Lay out the lines of the listing starting at the line that contains "the boat wake" and ending at the line that contains "<point>14,153</point>" as a JSON list of strings, one string per line, with blank lines left out.
== RAW DATA
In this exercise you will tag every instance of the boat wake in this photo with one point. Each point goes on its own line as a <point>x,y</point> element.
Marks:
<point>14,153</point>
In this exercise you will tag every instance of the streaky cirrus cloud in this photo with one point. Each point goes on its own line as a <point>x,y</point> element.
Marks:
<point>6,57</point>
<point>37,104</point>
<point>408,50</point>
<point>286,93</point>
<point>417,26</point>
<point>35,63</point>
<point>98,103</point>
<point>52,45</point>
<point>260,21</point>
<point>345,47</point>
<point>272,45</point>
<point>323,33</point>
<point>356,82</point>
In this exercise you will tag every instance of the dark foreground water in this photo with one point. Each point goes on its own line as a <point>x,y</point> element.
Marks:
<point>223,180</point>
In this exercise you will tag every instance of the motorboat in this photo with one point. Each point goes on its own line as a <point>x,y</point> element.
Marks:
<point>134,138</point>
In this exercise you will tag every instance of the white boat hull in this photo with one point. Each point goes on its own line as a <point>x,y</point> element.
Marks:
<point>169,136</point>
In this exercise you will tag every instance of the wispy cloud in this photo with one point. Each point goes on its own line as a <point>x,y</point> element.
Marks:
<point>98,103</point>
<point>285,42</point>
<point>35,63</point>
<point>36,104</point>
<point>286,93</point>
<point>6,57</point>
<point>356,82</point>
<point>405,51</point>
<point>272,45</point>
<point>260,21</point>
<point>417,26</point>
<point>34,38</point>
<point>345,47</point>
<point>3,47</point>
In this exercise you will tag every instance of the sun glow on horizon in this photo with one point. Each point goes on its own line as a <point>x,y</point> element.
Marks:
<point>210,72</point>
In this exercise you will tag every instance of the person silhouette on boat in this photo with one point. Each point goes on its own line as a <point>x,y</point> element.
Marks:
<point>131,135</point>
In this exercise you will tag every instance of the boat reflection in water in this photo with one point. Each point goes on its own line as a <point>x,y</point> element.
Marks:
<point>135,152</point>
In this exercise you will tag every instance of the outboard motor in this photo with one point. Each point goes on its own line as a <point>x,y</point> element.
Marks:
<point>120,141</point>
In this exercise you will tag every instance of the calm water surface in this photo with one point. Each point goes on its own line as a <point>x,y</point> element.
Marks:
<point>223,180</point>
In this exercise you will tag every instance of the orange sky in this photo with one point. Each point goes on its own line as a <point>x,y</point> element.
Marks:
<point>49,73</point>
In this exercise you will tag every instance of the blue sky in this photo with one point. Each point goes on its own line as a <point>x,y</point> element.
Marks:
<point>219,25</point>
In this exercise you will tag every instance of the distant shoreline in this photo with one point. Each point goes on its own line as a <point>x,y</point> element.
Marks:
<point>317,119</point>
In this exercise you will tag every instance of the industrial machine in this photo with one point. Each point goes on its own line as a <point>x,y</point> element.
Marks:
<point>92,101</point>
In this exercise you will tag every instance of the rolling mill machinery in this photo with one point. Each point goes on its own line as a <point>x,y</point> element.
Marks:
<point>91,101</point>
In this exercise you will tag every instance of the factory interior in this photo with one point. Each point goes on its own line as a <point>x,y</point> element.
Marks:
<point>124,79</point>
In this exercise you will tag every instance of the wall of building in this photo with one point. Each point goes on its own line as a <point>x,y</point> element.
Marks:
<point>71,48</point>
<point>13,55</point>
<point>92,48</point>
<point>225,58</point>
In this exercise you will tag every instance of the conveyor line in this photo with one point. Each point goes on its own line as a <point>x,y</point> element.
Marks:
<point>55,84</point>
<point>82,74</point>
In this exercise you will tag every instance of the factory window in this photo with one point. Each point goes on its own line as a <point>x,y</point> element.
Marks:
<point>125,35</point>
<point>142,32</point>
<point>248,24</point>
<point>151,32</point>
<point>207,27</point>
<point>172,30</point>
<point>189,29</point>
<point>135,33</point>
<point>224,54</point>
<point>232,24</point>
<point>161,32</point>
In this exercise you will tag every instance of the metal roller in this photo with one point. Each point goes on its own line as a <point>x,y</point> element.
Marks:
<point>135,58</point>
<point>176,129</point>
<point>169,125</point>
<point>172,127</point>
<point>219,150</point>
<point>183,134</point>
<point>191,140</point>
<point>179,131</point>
====
== RAW DATA
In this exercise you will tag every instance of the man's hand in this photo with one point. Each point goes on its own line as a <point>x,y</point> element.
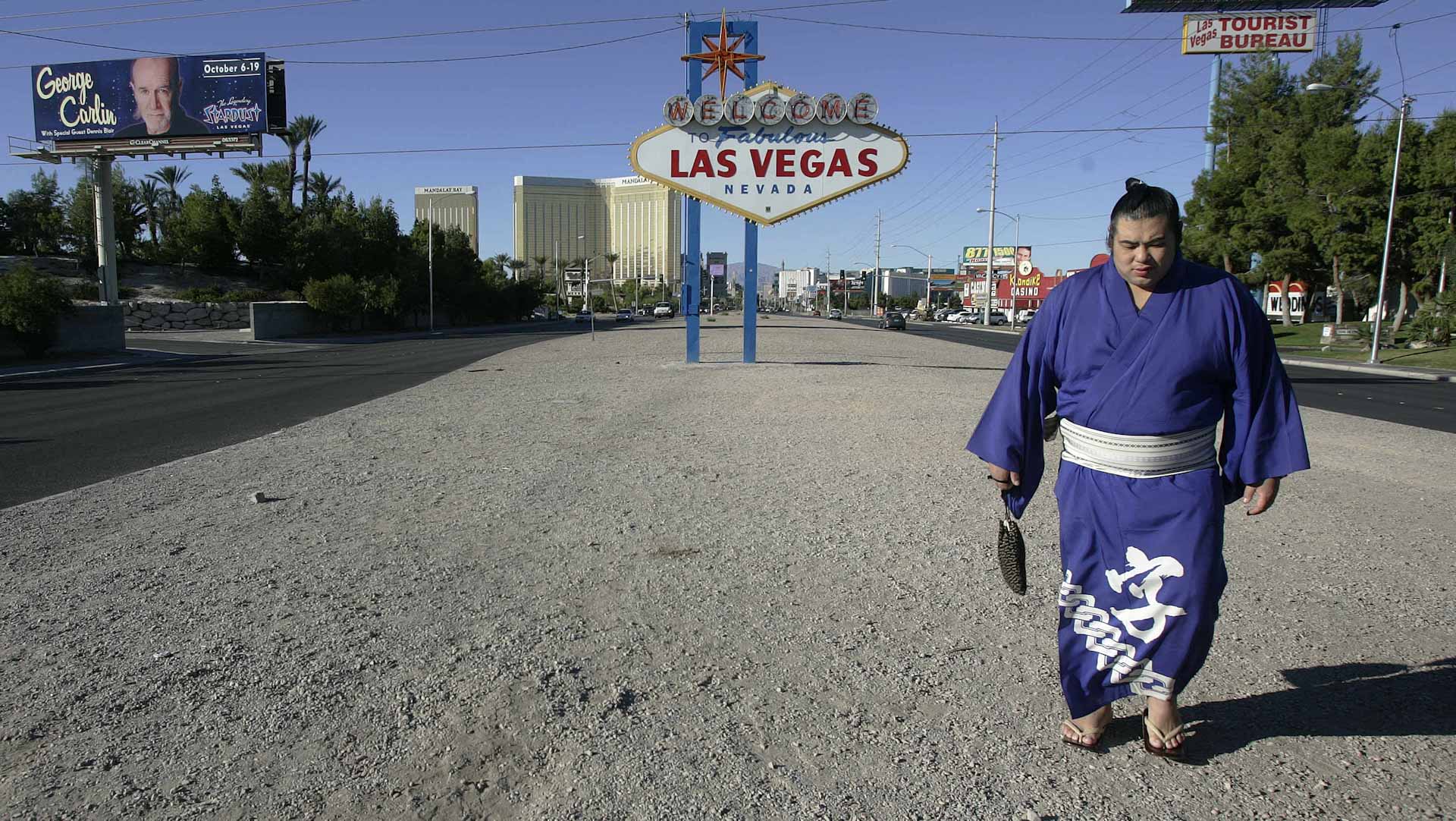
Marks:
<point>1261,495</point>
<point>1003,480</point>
====
== RAW DATA
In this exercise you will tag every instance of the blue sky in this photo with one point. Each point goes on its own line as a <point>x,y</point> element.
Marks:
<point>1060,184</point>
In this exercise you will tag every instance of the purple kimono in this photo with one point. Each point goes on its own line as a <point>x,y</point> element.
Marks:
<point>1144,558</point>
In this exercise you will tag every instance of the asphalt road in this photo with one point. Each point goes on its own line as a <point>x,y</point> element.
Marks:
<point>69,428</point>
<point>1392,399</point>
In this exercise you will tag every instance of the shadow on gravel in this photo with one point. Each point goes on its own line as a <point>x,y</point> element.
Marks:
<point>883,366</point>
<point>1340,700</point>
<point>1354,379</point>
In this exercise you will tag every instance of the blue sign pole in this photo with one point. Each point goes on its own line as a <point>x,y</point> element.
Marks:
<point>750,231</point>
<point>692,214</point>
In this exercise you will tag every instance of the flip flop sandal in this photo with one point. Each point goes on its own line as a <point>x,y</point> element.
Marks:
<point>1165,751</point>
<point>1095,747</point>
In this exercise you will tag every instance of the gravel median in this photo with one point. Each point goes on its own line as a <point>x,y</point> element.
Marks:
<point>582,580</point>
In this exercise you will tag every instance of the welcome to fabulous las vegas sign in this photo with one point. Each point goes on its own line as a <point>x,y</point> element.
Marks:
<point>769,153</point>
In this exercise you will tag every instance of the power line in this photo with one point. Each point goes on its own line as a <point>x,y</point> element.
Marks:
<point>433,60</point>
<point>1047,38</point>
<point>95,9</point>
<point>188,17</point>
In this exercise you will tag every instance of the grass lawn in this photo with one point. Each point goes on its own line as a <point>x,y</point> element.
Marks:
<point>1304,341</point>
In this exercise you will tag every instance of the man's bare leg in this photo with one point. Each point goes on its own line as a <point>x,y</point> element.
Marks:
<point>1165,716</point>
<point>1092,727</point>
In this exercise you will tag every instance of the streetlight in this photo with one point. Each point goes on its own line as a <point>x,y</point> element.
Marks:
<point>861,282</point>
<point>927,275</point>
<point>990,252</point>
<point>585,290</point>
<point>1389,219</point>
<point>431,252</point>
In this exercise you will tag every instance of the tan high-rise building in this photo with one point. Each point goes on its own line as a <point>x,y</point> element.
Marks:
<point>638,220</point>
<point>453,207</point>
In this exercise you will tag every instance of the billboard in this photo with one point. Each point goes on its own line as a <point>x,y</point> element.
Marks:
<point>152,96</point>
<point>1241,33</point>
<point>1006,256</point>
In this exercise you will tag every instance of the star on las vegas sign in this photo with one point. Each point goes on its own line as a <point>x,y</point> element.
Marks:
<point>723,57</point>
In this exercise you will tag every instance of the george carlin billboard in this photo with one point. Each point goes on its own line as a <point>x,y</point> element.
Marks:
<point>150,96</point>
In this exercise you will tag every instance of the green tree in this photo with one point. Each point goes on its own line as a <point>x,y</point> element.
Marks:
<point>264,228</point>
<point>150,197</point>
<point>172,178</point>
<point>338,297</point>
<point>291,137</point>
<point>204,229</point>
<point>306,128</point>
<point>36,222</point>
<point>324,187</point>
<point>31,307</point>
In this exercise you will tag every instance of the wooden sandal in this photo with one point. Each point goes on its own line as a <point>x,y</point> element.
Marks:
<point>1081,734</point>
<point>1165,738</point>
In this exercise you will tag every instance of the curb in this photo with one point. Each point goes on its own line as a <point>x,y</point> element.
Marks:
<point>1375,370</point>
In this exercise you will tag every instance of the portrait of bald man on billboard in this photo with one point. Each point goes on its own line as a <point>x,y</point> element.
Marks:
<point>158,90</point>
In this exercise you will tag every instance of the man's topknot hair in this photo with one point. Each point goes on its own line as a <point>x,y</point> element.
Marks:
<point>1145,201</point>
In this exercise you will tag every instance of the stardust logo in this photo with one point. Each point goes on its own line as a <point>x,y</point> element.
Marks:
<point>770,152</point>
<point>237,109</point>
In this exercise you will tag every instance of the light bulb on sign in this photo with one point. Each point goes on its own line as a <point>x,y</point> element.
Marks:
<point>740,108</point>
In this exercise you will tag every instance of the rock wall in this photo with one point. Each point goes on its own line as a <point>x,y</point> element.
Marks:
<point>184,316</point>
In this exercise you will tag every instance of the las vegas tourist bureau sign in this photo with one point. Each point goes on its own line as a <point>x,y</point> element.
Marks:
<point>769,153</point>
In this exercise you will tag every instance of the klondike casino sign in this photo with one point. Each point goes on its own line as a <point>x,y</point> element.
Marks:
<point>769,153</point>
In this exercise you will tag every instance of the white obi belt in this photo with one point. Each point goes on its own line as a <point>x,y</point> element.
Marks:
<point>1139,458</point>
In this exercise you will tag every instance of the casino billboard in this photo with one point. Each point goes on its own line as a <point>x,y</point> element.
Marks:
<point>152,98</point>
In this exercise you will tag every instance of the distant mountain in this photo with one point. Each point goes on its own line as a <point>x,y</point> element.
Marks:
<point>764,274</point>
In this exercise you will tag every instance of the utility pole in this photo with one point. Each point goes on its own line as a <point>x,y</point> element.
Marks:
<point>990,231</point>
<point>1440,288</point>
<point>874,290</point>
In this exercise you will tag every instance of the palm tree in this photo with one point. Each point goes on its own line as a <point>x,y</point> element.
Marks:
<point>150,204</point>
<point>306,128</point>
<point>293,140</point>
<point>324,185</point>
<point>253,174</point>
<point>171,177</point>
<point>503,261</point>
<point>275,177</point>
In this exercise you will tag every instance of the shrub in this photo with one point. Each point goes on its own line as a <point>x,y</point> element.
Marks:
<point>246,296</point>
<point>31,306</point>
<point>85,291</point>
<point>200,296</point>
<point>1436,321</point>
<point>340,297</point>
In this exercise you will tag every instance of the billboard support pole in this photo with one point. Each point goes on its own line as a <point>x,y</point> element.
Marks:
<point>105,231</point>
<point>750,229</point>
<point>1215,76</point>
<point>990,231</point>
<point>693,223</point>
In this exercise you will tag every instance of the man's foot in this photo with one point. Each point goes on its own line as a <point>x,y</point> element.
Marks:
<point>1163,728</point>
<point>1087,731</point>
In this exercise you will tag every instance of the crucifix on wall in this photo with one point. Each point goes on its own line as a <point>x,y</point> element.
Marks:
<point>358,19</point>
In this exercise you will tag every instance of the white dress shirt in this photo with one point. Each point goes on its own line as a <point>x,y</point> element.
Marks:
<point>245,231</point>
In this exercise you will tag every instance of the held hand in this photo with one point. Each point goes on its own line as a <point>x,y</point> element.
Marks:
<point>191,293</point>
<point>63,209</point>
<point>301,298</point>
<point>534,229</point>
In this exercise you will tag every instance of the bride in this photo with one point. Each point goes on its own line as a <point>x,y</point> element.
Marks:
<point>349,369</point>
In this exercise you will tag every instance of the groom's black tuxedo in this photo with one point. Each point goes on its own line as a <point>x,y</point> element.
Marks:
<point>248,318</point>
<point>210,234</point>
====
**REPLY TO THE TASK:**
[
  "In this exercise you will tag every instance of the boat wake in this photo with one point. Each point goes on its own line as a <point>x,y</point> element.",
  "Marks:",
  "<point>14,153</point>"
]